WORK INSTRUCTIONS:
Count the lines in the entries below that contain the string "Target". Reply with the number alone.

DATA SHOWN:
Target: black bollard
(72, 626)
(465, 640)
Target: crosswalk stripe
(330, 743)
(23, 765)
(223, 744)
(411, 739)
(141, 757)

RESPONSE:
2